◆ **PROBLEM TO SOLVE**:
Each record below is to be reproduced without any change.

[Location identification entries]
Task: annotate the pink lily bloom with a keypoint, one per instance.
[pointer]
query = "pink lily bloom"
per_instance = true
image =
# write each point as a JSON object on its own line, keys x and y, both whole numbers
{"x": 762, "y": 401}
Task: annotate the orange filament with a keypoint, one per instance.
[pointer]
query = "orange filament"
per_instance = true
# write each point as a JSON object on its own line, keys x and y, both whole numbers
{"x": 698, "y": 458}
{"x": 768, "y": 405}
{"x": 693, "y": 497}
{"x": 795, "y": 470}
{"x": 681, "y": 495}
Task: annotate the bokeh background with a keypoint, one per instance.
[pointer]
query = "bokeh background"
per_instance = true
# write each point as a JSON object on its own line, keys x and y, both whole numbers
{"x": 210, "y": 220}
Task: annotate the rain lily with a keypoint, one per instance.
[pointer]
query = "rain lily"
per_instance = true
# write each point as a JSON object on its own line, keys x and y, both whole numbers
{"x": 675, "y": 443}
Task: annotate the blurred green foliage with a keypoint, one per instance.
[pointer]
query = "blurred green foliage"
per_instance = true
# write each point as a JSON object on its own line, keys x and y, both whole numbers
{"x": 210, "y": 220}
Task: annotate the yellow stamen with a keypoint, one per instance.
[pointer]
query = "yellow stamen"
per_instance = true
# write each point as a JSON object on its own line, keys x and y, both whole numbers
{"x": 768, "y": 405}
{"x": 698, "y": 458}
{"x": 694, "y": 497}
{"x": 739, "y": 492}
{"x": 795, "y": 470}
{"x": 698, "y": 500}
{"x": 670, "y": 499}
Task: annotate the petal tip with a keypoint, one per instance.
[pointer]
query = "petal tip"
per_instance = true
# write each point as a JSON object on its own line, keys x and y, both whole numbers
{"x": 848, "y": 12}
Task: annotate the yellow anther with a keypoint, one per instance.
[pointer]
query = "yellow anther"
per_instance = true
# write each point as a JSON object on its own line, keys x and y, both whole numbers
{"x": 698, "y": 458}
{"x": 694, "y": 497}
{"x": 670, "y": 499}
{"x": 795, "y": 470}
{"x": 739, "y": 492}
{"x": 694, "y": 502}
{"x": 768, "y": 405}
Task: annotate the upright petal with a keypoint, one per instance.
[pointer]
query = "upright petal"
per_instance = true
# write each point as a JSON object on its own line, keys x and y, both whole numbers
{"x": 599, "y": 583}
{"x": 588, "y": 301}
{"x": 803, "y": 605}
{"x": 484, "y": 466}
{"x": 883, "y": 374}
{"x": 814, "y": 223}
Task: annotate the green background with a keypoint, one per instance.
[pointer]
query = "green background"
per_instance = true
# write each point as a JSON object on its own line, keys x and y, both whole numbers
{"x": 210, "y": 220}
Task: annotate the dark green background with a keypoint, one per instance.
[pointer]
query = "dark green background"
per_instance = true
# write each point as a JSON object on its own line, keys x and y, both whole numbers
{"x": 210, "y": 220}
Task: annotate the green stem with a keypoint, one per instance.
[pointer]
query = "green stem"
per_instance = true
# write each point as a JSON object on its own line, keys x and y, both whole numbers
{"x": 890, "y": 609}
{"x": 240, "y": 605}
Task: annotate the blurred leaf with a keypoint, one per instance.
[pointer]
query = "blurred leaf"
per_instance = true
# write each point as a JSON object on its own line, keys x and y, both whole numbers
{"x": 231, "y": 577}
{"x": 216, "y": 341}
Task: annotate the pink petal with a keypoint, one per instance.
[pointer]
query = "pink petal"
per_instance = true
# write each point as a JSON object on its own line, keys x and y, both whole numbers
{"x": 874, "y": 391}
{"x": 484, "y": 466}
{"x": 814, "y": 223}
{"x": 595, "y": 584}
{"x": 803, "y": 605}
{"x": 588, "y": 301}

◆ **OUTPUT OF THE TASK**:
Task: annotate the pink lily bloom with a keypoint, one per instance.
[pointer]
query = "pink lily bloom"
per_instance = true
image =
# write each point as a JSON object on its own line, keys x and y, both whole numbers
{"x": 762, "y": 401}
Task: annotate the orange filament with a keypoint, one per instance.
[pointer]
query = "orange filament"
per_instance = true
# write each point as a JSON object on its own line, keys x and y, both whole numbers
{"x": 698, "y": 458}
{"x": 768, "y": 405}
{"x": 693, "y": 497}
{"x": 795, "y": 470}
{"x": 681, "y": 495}
Task: annotate the bokeh background with a keypoint, one per instance.
[pointer]
query = "bokeh background"
per_instance = true
# write each point as a JSON object on its own line, keys x and y, both whole numbers
{"x": 210, "y": 220}
Task: annotate the rain lily with a keypoint, one per instance.
[pointer]
query = "rain lily"
per_instance = true
# write each point as a JSON object on its own line, keys x and y, both whole numbers
{"x": 675, "y": 443}
Task: annotate the blurred green foliage with a keypoint, one per instance.
[pointer]
query = "blurred green foliage"
per_instance = true
# write each point as a JSON object on its own line, keys x and y, both whole numbers
{"x": 210, "y": 220}
Task: annotate the yellow stamen with a keypoint, one per instance.
[pointer]
query = "yellow stamen"
per_instance = true
# write each point as a JSON object on its own line, keys x and y, both whole numbers
{"x": 768, "y": 405}
{"x": 698, "y": 458}
{"x": 694, "y": 497}
{"x": 739, "y": 492}
{"x": 795, "y": 470}
{"x": 698, "y": 500}
{"x": 670, "y": 499}
Task: annotate the petal tip with a keypoint, one per instance.
[pointer]
query = "petal tip"
per_instance = true
# write each point as a JSON object on its own line, keys x and y, both whole numbers
{"x": 848, "y": 12}
Task: annotate the yellow anther with a keypoint, one per instance.
[pointer]
query = "yellow anther"
per_instance = true
# write each point as a JSON object on its own line, keys x and y, both whole numbers
{"x": 698, "y": 458}
{"x": 694, "y": 497}
{"x": 670, "y": 499}
{"x": 795, "y": 470}
{"x": 739, "y": 492}
{"x": 694, "y": 502}
{"x": 768, "y": 405}
Task: annotate the upright petal with a keypoint, one per instance.
[pointer]
query = "upright petal"
per_instance = true
# write each point as a JSON object on its own line, keys x and y, both whole numbers
{"x": 599, "y": 583}
{"x": 588, "y": 301}
{"x": 803, "y": 605}
{"x": 484, "y": 466}
{"x": 883, "y": 374}
{"x": 814, "y": 223}
Task: annotate the green background with a keypoint, one per instance.
[pointer]
query = "green background"
per_instance = true
# write each point as a JSON object on its own line, keys x and y, both whole numbers
{"x": 210, "y": 220}
Task: annotate the dark green background with a keypoint, one per instance.
[pointer]
query = "dark green background"
per_instance = true
# write each point as a JSON object on its own line, keys x and y, both whole numbers
{"x": 210, "y": 220}
Task: annotate the green stem with a keypoint, one per instance.
[pointer]
query = "green stem"
per_instance = true
# write each point as a JSON object on its own line, keys x and y, both whole numbers
{"x": 890, "y": 609}
{"x": 240, "y": 605}
Task: annotate the blurred leaf with a keypoint, one per instance.
[pointer]
query = "blurred leaf"
per_instance = true
# write each point as a JSON object on its own line, keys x and y, both whole numbers
{"x": 231, "y": 577}
{"x": 216, "y": 341}
Task: annotate the pink petal with a keypoint, one per instance.
[pointer]
query = "pink petal"
per_instance = true
# write each point as a JSON object on its own line, keys x and y, both whole numbers
{"x": 874, "y": 391}
{"x": 484, "y": 466}
{"x": 814, "y": 223}
{"x": 595, "y": 584}
{"x": 803, "y": 605}
{"x": 588, "y": 301}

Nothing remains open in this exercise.